[Collected data]
_ _ _

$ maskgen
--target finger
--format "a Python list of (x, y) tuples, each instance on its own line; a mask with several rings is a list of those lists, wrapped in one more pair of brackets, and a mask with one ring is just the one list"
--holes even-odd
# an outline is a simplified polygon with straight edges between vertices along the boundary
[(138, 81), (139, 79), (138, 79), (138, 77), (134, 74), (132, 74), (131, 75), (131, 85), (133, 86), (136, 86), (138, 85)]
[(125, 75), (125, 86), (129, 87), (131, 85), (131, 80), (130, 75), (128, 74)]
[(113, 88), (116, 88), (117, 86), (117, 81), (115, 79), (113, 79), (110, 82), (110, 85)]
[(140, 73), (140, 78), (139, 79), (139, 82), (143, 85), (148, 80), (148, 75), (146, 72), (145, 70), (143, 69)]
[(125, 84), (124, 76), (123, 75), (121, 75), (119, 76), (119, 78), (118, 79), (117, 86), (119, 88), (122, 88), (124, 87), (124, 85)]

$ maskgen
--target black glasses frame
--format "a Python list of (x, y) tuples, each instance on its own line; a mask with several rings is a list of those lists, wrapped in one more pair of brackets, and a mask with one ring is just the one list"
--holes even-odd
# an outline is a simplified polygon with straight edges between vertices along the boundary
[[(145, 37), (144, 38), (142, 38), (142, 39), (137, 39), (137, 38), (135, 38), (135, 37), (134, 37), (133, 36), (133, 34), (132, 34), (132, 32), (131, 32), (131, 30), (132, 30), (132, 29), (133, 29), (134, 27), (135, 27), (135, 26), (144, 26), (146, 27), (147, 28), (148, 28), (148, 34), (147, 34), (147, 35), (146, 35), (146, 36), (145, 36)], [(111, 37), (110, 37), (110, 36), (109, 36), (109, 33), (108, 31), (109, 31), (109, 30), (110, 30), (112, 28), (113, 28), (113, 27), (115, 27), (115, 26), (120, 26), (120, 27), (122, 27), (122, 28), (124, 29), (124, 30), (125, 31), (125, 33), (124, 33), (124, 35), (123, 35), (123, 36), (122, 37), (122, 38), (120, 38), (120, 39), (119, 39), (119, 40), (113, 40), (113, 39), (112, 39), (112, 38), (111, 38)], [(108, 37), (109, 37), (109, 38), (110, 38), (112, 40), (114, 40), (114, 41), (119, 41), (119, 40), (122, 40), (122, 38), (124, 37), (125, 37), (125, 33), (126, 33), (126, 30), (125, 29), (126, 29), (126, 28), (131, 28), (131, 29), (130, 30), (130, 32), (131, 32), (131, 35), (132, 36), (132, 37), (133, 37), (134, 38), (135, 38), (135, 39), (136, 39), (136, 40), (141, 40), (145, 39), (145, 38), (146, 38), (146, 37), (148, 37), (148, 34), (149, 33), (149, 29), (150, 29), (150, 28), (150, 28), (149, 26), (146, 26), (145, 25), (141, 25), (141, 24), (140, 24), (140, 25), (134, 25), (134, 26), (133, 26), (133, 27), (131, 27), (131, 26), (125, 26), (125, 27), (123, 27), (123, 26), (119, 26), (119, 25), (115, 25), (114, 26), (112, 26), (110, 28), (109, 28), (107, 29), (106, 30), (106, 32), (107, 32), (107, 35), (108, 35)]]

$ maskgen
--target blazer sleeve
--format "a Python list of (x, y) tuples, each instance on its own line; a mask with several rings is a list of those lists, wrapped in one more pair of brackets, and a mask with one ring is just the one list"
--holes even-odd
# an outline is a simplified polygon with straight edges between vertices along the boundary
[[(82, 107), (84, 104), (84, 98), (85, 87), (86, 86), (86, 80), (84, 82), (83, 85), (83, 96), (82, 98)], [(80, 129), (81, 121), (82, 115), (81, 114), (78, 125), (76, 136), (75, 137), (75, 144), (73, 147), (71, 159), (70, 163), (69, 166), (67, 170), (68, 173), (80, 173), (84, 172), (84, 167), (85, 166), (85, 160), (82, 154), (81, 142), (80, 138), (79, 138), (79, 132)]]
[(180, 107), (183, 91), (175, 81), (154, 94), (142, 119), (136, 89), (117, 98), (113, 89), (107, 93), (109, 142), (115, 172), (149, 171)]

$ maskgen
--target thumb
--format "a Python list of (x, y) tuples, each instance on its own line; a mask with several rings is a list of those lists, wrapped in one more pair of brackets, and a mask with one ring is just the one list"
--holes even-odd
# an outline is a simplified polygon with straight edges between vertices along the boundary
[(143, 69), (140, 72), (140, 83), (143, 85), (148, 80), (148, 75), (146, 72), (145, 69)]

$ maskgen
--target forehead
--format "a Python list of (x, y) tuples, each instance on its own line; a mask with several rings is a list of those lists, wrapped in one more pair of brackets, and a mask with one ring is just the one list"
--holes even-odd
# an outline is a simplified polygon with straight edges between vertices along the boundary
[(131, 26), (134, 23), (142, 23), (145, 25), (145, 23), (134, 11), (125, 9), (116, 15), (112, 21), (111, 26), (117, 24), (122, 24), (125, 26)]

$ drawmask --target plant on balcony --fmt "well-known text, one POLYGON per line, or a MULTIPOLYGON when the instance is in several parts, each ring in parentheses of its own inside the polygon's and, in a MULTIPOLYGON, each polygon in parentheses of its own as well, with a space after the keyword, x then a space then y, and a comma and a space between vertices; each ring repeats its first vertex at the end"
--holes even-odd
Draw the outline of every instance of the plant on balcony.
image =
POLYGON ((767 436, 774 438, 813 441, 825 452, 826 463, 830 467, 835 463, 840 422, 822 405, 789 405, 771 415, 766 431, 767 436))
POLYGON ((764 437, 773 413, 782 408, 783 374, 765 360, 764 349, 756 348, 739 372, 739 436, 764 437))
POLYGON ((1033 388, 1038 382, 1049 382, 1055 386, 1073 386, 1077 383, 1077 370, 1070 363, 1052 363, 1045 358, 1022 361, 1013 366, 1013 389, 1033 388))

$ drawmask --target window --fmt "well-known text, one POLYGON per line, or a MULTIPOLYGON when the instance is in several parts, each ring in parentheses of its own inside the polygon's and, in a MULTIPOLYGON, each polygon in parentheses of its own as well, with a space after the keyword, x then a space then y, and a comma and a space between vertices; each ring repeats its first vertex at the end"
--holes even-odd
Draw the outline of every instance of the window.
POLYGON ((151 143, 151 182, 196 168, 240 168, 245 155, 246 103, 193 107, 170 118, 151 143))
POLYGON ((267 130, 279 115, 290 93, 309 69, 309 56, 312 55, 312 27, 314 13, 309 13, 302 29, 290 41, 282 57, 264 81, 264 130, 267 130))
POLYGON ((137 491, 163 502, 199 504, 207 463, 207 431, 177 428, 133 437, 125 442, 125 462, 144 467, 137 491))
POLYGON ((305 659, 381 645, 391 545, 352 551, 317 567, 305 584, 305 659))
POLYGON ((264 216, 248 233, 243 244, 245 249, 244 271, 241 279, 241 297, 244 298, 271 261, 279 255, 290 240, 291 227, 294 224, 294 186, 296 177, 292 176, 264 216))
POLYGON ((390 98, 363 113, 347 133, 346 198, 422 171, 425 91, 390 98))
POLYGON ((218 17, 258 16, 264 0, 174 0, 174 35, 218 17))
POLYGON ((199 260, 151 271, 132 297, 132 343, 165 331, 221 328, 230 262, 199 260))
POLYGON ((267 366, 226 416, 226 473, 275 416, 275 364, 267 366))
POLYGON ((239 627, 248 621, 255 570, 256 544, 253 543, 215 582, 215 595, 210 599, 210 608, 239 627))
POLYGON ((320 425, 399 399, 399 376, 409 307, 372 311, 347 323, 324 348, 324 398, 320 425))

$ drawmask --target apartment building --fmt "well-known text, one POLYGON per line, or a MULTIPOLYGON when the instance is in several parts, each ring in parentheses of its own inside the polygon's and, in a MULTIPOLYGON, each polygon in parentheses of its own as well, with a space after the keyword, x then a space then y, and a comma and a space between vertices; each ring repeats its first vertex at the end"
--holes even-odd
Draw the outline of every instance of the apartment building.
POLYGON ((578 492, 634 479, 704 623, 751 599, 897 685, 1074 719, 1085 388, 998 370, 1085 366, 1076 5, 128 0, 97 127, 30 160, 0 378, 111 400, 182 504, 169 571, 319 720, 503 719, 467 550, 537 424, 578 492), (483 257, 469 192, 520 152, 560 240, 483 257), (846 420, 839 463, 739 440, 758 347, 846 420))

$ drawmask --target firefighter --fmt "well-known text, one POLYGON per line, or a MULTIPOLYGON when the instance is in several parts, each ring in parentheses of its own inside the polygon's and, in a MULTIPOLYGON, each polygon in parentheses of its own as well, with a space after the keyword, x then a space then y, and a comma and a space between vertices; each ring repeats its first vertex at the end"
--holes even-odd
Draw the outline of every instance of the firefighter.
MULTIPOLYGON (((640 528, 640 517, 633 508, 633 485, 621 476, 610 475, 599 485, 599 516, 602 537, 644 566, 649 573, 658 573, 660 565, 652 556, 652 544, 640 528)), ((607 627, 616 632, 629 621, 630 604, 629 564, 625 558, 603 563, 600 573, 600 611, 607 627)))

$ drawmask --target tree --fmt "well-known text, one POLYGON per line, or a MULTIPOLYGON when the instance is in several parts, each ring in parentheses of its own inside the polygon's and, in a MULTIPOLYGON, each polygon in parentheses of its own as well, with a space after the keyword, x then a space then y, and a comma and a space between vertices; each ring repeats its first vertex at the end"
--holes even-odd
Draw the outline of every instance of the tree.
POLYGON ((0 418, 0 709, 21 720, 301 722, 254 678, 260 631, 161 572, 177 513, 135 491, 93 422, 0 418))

_ _ _

**What is expected**
Rewrite the lines of the material from the one containing "drawmask --target window" through the one containing "POLYGON ((305 659, 381", inclusive, as a JSON list of strings with one string per line and blank lines omitted.

**Written reply**
[
  "$ drawmask --target window --fmt \"well-known text, one POLYGON per line, or a MULTIPOLYGON when the instance is in several parts, each ring in parentheses of its own inside the polygon's and, in a MULTIPOLYGON, each polygon in parentheses of its own as well, with a space after the keyword, x then a space then y, and a comma and a space between vertices; each ring repeats its first vertex at the end\"",
  "--holes even-odd",
  "Draw the outline of every instance of the window.",
  "POLYGON ((151 143, 151 182, 196 168, 240 168, 245 155, 246 103, 193 107, 170 118, 151 143))",
  "POLYGON ((267 130, 279 115, 290 93, 309 69, 309 56, 312 55, 312 27, 314 13, 309 13, 302 29, 290 41, 282 57, 264 81, 264 130, 267 130))",
  "POLYGON ((137 491, 163 502, 199 504, 207 463, 207 431, 177 428, 133 437, 125 442, 125 462, 144 467, 137 491))",
  "POLYGON ((305 659, 381 645, 391 545, 352 551, 317 567, 305 584, 305 659))"
]